# Slide in falscher Rahmenfarbe



## johann123 (27. Oktober 2014)

Hey Leute,

Ich weiß nicht, wie viele hier noch betroffen sind, aber anscheinend geht es um die komplette Charge an Radon Slides 150 27.5 8.0. Nachdem mein Bike zum Servicce Partner geliefert wurde kam einige Stunden, nachdem er das Rad aufgebaut hatte, eine Email von HuS. Mein Rad wurde in der falschen Farbe geliefert, weil alle Endnummern vertauscht wurden. Man bemerke: Falsche Rahmenfarbe, weiß statt schwarz in meinem Fall! Die Enttäuschung war natürlich riesig, weil natürlich schon die Tour geplant war und die letzten schönen Herbsttage verstreichen. Am Telefon wurde mir gesagt, dass es eventuell eine Entschädigung geben würde wenn ich das Rad behalte und außerdem, dass bei Umtausch das neue Rad schon vorab geliefert werden könne, bis mein Service Partner das Rad zurück geschickt hat. Heute die Ernüchterung:keine Entschädigung, alle Räder müssen zurück und Neulieferung gibt's erst, wenn das falsche Bike angekommen ist. Das kann dauern, ich rechne mit mindestens 2 Wochen bei dem Chaos. Stornierung und neu bestellen nicht möglich, weil das Rad von der Seite genommen wurde. Außerdem gibt's jetzt mit extrem hoher Wahrscheinlichkeit ein Bike, welches schon einmal komplett aufgebaut und wieder zerlegt wurde oder zumindest schon den doppelten Transportweg gesehen hat. Ich empfinde das Vorgehen als absolute Frechheit. Zumindest eine kleine Entschädigung sollte drin sein, wenn einem schon so ein extrem unprofessioneller und peinlicher Fehler passiert. Hier wird dem Kunden eindeutig zu viel zugemutet. So viel zum Thema Kundenorientierung oder Kundenfreundlichkeit. Bei meinem letzten Versender Bike war alles gut, aber sobald man Probleme hat hilft nur ein langer Atem. Wurde hier wieder einmal bestätigt. Wenn jemand eine Idee hat, wie ich schneller an mein Bike komme, würde ich mich sehr freuen. Eine kleine Stellungnahme der Radon Leute hier würde ich ebenfalls sehr begrüßen.

ZU BEARBEITENDE AUFGABE – Gib den Inhalt des Forenbeitrags in genau zwei Sätzen wieder.

Räumliche Lokalisierungsdaten
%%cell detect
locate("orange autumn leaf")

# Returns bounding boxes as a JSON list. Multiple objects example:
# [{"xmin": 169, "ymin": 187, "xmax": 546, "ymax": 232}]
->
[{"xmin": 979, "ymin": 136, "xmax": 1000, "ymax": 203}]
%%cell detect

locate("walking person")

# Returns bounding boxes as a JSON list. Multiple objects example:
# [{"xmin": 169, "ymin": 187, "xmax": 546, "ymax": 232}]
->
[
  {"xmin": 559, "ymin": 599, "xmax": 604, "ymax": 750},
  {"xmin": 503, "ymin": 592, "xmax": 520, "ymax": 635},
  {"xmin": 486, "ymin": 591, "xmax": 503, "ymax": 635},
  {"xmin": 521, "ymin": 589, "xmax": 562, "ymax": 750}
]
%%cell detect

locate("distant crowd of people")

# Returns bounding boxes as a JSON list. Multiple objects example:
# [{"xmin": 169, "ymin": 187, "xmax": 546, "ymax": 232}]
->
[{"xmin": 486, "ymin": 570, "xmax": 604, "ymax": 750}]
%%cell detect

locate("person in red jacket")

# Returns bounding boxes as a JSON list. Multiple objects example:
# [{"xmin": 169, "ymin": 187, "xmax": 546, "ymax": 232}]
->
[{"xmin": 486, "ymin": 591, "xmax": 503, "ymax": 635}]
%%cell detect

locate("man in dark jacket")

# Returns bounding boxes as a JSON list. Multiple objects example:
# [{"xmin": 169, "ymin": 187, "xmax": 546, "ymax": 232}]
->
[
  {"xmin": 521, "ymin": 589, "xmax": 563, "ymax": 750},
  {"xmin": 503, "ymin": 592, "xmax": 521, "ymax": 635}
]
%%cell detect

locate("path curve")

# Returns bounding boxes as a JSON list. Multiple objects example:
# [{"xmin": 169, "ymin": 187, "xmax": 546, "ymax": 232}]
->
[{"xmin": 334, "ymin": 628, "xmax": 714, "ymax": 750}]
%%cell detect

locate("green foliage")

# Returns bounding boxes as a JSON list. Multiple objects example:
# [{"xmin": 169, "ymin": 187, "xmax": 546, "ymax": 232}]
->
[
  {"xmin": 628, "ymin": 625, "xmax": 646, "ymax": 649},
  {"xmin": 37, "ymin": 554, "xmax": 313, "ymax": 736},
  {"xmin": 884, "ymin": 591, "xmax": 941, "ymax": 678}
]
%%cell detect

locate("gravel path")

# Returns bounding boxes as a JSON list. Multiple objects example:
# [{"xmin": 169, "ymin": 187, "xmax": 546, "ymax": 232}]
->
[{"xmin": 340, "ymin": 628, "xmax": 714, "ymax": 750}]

SCHRIFTLICHE ANTWORT – Ein Radon Slide 150 27.5 8.0 wurde wegen vertauschter Endnummern in der falschen Rahmenfarbe geliefert, weiß statt schwarz. Statt der am Telefon in Aussicht gestellten Entschädigung und Vorablieferung müssen alle Räder zurück, ein neues Rad gibt es erst nach Eingang des falschen, und das Vorgehen wird als absolute Frechheit kritisiert.